**Goal of the exercise**
Copy the data below exactly, omitting any picture it contains.
= = = = = = =
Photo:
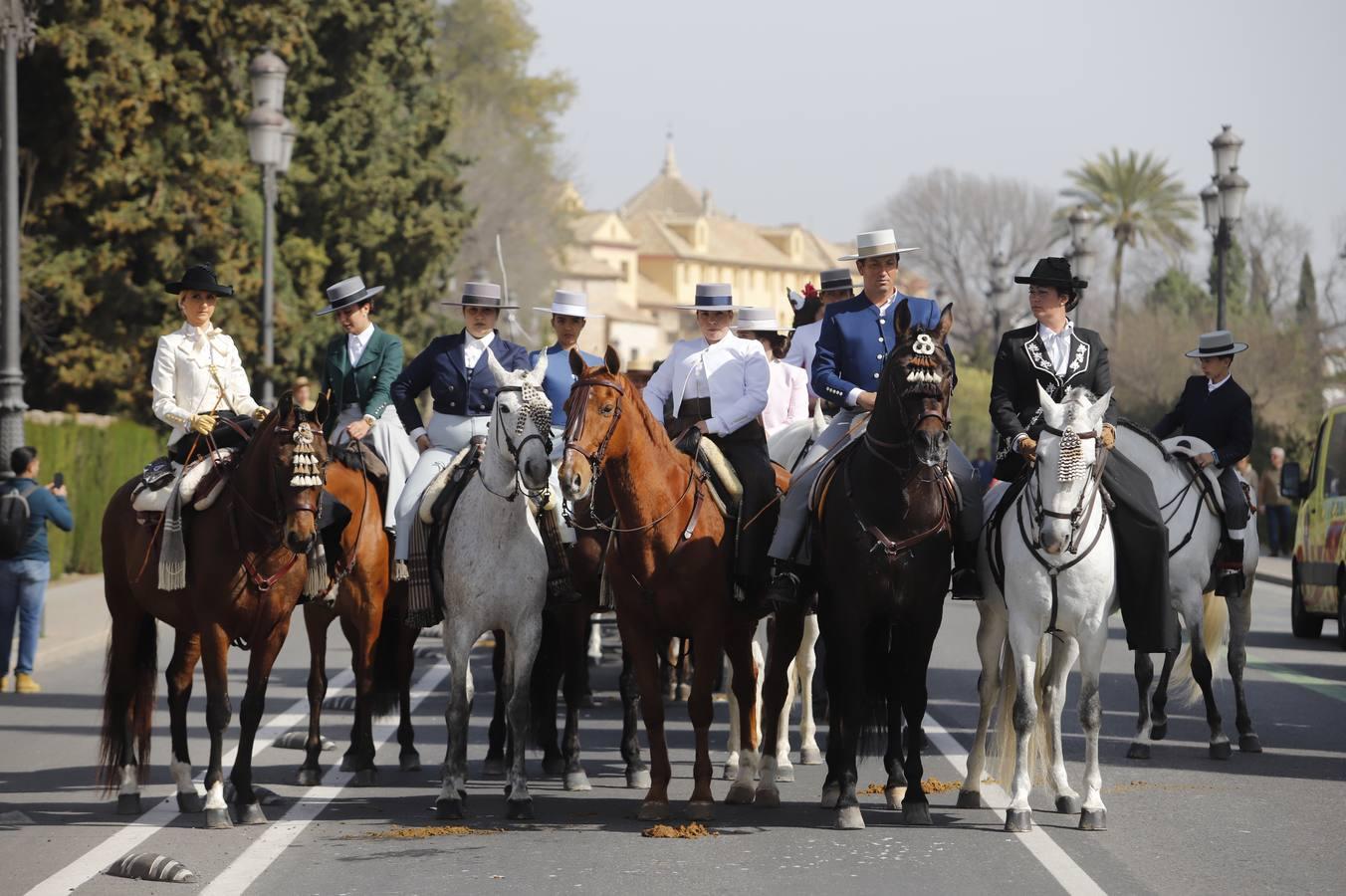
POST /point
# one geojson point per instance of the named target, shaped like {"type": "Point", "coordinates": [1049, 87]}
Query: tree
{"type": "Point", "coordinates": [962, 221]}
{"type": "Point", "coordinates": [1139, 201]}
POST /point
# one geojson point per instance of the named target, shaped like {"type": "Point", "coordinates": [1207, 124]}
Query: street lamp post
{"type": "Point", "coordinates": [16, 31]}
{"type": "Point", "coordinates": [271, 141]}
{"type": "Point", "coordinates": [1223, 206]}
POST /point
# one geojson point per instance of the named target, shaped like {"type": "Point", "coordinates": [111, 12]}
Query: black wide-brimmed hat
{"type": "Point", "coordinates": [199, 278]}
{"type": "Point", "coordinates": [1055, 272]}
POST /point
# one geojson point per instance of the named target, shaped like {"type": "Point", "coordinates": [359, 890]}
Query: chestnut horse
{"type": "Point", "coordinates": [370, 609]}
{"type": "Point", "coordinates": [669, 569]}
{"type": "Point", "coordinates": [247, 569]}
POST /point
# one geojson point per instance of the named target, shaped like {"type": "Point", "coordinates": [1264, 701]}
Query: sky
{"type": "Point", "coordinates": [815, 112]}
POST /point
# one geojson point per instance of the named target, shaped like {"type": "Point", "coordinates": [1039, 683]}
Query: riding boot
{"type": "Point", "coordinates": [967, 584]}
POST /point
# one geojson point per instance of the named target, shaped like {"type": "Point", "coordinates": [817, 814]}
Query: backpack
{"type": "Point", "coordinates": [14, 521]}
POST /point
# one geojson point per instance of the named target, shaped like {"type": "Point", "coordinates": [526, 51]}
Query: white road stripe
{"type": "Point", "coordinates": [165, 810]}
{"type": "Point", "coordinates": [255, 860]}
{"type": "Point", "coordinates": [1055, 860]}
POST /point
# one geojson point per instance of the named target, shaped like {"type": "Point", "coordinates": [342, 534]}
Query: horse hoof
{"type": "Point", "coordinates": [739, 795]}
{"type": "Point", "coordinates": [849, 818]}
{"type": "Point", "coordinates": [1067, 804]}
{"type": "Point", "coordinates": [218, 819]}
{"type": "Point", "coordinates": [700, 810]}
{"type": "Point", "coordinates": [1093, 819]}
{"type": "Point", "coordinates": [653, 810]}
{"type": "Point", "coordinates": [251, 814]}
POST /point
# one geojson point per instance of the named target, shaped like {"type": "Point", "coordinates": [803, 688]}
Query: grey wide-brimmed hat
{"type": "Point", "coordinates": [834, 280]}
{"type": "Point", "coordinates": [351, 291]}
{"type": "Point", "coordinates": [479, 295]}
{"type": "Point", "coordinates": [572, 305]}
{"type": "Point", "coordinates": [712, 296]}
{"type": "Point", "coordinates": [758, 321]}
{"type": "Point", "coordinates": [1216, 343]}
{"type": "Point", "coordinates": [876, 244]}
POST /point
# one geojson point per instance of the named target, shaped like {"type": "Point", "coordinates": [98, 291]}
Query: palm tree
{"type": "Point", "coordinates": [1139, 199]}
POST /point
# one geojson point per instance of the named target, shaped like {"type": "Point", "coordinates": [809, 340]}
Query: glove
{"type": "Point", "coordinates": [203, 424]}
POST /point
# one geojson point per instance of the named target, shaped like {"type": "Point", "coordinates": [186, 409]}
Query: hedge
{"type": "Point", "coordinates": [98, 456]}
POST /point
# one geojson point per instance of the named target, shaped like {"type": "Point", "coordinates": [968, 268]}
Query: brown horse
{"type": "Point", "coordinates": [669, 567]}
{"type": "Point", "coordinates": [370, 611]}
{"type": "Point", "coordinates": [247, 570]}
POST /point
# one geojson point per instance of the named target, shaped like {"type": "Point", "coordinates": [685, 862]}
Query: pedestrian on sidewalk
{"type": "Point", "coordinates": [23, 577]}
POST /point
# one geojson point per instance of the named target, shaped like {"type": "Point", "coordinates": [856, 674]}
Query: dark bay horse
{"type": "Point", "coordinates": [247, 569]}
{"type": "Point", "coordinates": [370, 608]}
{"type": "Point", "coordinates": [882, 541]}
{"type": "Point", "coordinates": [669, 567]}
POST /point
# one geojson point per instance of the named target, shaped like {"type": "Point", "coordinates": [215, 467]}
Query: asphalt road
{"type": "Point", "coordinates": [1180, 822]}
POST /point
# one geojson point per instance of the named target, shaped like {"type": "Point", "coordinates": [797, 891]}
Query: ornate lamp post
{"type": "Point", "coordinates": [1223, 206]}
{"type": "Point", "coordinates": [16, 33]}
{"type": "Point", "coordinates": [271, 141]}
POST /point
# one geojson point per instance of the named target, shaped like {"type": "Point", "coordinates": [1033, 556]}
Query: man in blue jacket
{"type": "Point", "coordinates": [856, 336]}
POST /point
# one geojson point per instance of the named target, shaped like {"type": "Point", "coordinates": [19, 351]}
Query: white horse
{"type": "Point", "coordinates": [1059, 588]}
{"type": "Point", "coordinates": [1194, 533]}
{"type": "Point", "coordinates": [496, 576]}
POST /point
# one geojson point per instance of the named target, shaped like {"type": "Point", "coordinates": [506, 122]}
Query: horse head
{"type": "Point", "coordinates": [1069, 464]}
{"type": "Point", "coordinates": [914, 389]}
{"type": "Point", "coordinates": [592, 413]}
{"type": "Point", "coordinates": [523, 421]}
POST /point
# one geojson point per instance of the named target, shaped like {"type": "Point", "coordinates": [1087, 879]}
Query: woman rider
{"type": "Point", "coordinates": [718, 383]}
{"type": "Point", "coordinates": [463, 390]}
{"type": "Point", "coordinates": [199, 383]}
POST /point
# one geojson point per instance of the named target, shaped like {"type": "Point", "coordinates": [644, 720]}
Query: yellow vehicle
{"type": "Point", "coordinates": [1318, 577]}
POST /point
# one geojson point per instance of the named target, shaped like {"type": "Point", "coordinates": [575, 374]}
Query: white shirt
{"type": "Point", "coordinates": [356, 341]}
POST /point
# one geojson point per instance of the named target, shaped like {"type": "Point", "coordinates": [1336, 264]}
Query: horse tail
{"type": "Point", "coordinates": [1215, 635]}
{"type": "Point", "coordinates": [128, 701]}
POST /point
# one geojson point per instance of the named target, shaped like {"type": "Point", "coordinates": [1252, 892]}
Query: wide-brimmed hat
{"type": "Point", "coordinates": [572, 305]}
{"type": "Point", "coordinates": [1216, 343]}
{"type": "Point", "coordinates": [876, 244]}
{"type": "Point", "coordinates": [834, 280]}
{"type": "Point", "coordinates": [479, 295]}
{"type": "Point", "coordinates": [758, 321]}
{"type": "Point", "coordinates": [712, 296]}
{"type": "Point", "coordinates": [199, 278]}
{"type": "Point", "coordinates": [351, 291]}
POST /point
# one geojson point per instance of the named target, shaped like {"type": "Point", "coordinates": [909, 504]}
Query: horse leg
{"type": "Point", "coordinates": [214, 654]}
{"type": "Point", "coordinates": [182, 666]}
{"type": "Point", "coordinates": [1239, 620]}
{"type": "Point", "coordinates": [1144, 677]}
{"type": "Point", "coordinates": [637, 773]}
{"type": "Point", "coordinates": [317, 619]}
{"type": "Point", "coordinates": [1063, 653]}
{"type": "Point", "coordinates": [496, 736]}
{"type": "Point", "coordinates": [991, 638]}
= = = = = = =
**Solution**
Photo:
POST /point
# one geojson point per instance of the named target, shaped like {"type": "Point", "coordinates": [1049, 87]}
Query: tree
{"type": "Point", "coordinates": [962, 221]}
{"type": "Point", "coordinates": [1139, 201]}
POST /point
# one geojson point per instance of the named target, shaped like {"type": "Point", "coordinates": [1207, 124]}
Query: street lamp post
{"type": "Point", "coordinates": [16, 31]}
{"type": "Point", "coordinates": [271, 141]}
{"type": "Point", "coordinates": [1223, 206]}
POST /point
# one geojson point per instance of the named target, shaped like {"type": "Point", "coordinates": [111, 12]}
Query: black wide-brimmed hat
{"type": "Point", "coordinates": [199, 278]}
{"type": "Point", "coordinates": [1055, 272]}
POST /point
# one geojson point per instance of the named target, shaped like {"type": "Point", "coordinates": [359, 890]}
Query: chestnut horse
{"type": "Point", "coordinates": [370, 609]}
{"type": "Point", "coordinates": [669, 569]}
{"type": "Point", "coordinates": [247, 569]}
POST /point
# one geojson point per instance of the named target, shaped like {"type": "Point", "coordinates": [1264, 701]}
Query: sky
{"type": "Point", "coordinates": [815, 112]}
POST /point
# one geojson point per instance of the named target, shaped like {"type": "Point", "coordinates": [1039, 683]}
Query: riding boot
{"type": "Point", "coordinates": [967, 584]}
POST /point
# one geojson point per instance of the named target, shaped like {"type": "Point", "coordinates": [817, 814]}
Query: backpack
{"type": "Point", "coordinates": [14, 521]}
POST /point
# one geojson point per instance of the named target, shaped like {"type": "Point", "coordinates": [526, 51]}
Query: white road stripe
{"type": "Point", "coordinates": [165, 810]}
{"type": "Point", "coordinates": [255, 860]}
{"type": "Point", "coordinates": [1055, 860]}
POST /point
# one geojson point per instance of the named target, shaped like {"type": "Point", "coordinates": [342, 534]}
Query: horse hoof
{"type": "Point", "coordinates": [739, 795]}
{"type": "Point", "coordinates": [849, 818]}
{"type": "Point", "coordinates": [1067, 804]}
{"type": "Point", "coordinates": [218, 819]}
{"type": "Point", "coordinates": [700, 810]}
{"type": "Point", "coordinates": [1093, 819]}
{"type": "Point", "coordinates": [653, 810]}
{"type": "Point", "coordinates": [251, 814]}
POST /point
# one geojson point per instance of the named target, shaped like {"type": "Point", "coordinates": [803, 688]}
Query: grey wide-brimmed hat
{"type": "Point", "coordinates": [834, 280]}
{"type": "Point", "coordinates": [351, 291]}
{"type": "Point", "coordinates": [479, 295]}
{"type": "Point", "coordinates": [572, 305]}
{"type": "Point", "coordinates": [712, 296]}
{"type": "Point", "coordinates": [758, 321]}
{"type": "Point", "coordinates": [1216, 343]}
{"type": "Point", "coordinates": [876, 244]}
POST /point
# one geojson point per instance of the named target, shaped like {"type": "Point", "coordinates": [98, 291]}
Query: palm tree
{"type": "Point", "coordinates": [1139, 199]}
POST /point
# one geojson point per instance of the named target, shaped like {"type": "Point", "coordinates": [809, 340]}
Query: glove
{"type": "Point", "coordinates": [203, 424]}
POST /point
# one geojson point per instance of the named target, shaped like {"type": "Point", "coordinates": [186, 409]}
Query: hedge
{"type": "Point", "coordinates": [98, 456]}
POST /point
# one geojson point per instance of the named target, shaped like {"type": "Point", "coordinates": [968, 268]}
Query: brown horse
{"type": "Point", "coordinates": [669, 567]}
{"type": "Point", "coordinates": [370, 611]}
{"type": "Point", "coordinates": [247, 570]}
POST /point
# one geojson point per instance of the named target, shaped like {"type": "Point", "coordinates": [685, 862]}
Query: pedestrian on sidewalk
{"type": "Point", "coordinates": [23, 577]}
POST /point
# one geojson point per instance of the named target, shaped like {"type": "Point", "coordinates": [856, 674]}
Query: dark bay horse
{"type": "Point", "coordinates": [247, 569]}
{"type": "Point", "coordinates": [370, 608]}
{"type": "Point", "coordinates": [882, 541]}
{"type": "Point", "coordinates": [669, 567]}
POST /point
# one geojson point per instance of the named target, shaped like {"type": "Point", "coordinates": [215, 467]}
Query: asphalt road
{"type": "Point", "coordinates": [1180, 822]}
POST /point
# one geojson point per instance of the named target, shaped like {"type": "Point", "coordinates": [797, 891]}
Query: ornate lamp post
{"type": "Point", "coordinates": [1223, 206]}
{"type": "Point", "coordinates": [16, 33]}
{"type": "Point", "coordinates": [271, 141]}
POST /point
# one geojson point per instance of the named target, shaped like {"type": "Point", "coordinates": [1033, 556]}
Query: man in blue jacket
{"type": "Point", "coordinates": [856, 336]}
POST /point
# one geojson point per instance of the named target, shaped like {"type": "Point", "coordinates": [19, 351]}
Query: white horse
{"type": "Point", "coordinates": [1059, 588]}
{"type": "Point", "coordinates": [1194, 533]}
{"type": "Point", "coordinates": [496, 576]}
POST /point
# one geojson point per instance of the named target, shaped like {"type": "Point", "coordinates": [506, 122]}
Query: horse head
{"type": "Point", "coordinates": [1069, 464]}
{"type": "Point", "coordinates": [914, 389]}
{"type": "Point", "coordinates": [592, 413]}
{"type": "Point", "coordinates": [523, 421]}
POST /point
# one geojson point per instance of the named target, shaped like {"type": "Point", "coordinates": [1087, 879]}
Query: woman rider
{"type": "Point", "coordinates": [718, 383]}
{"type": "Point", "coordinates": [463, 390]}
{"type": "Point", "coordinates": [199, 383]}
POST /point
# one geojson point per instance of the named target, shaped like {"type": "Point", "coordinates": [644, 720]}
Query: yellow vehicle
{"type": "Point", "coordinates": [1318, 577]}
POST /point
# one geojson point per instance of the named target, shaped like {"type": "Point", "coordinates": [575, 374]}
Query: white shirt
{"type": "Point", "coordinates": [356, 341]}
POST /point
# one geojson point per instance of the named target, shaped like {"type": "Point", "coordinates": [1336, 264]}
Query: horse tail
{"type": "Point", "coordinates": [1215, 635]}
{"type": "Point", "coordinates": [128, 701]}
POST /point
# one geojson point per instance of the named target, shaped like {"type": "Point", "coordinates": [1252, 892]}
Query: wide-brimmed hat
{"type": "Point", "coordinates": [572, 305]}
{"type": "Point", "coordinates": [1216, 343]}
{"type": "Point", "coordinates": [876, 244]}
{"type": "Point", "coordinates": [834, 280]}
{"type": "Point", "coordinates": [479, 295]}
{"type": "Point", "coordinates": [758, 321]}
{"type": "Point", "coordinates": [712, 296]}
{"type": "Point", "coordinates": [199, 278]}
{"type": "Point", "coordinates": [351, 291]}
POST /point
# one geojson point per instance of the named target, shaped like {"type": "Point", "coordinates": [909, 504]}
Query: horse leg
{"type": "Point", "coordinates": [214, 654]}
{"type": "Point", "coordinates": [182, 666]}
{"type": "Point", "coordinates": [1239, 620]}
{"type": "Point", "coordinates": [1144, 677]}
{"type": "Point", "coordinates": [637, 773]}
{"type": "Point", "coordinates": [317, 619]}
{"type": "Point", "coordinates": [1063, 653]}
{"type": "Point", "coordinates": [496, 736]}
{"type": "Point", "coordinates": [991, 638]}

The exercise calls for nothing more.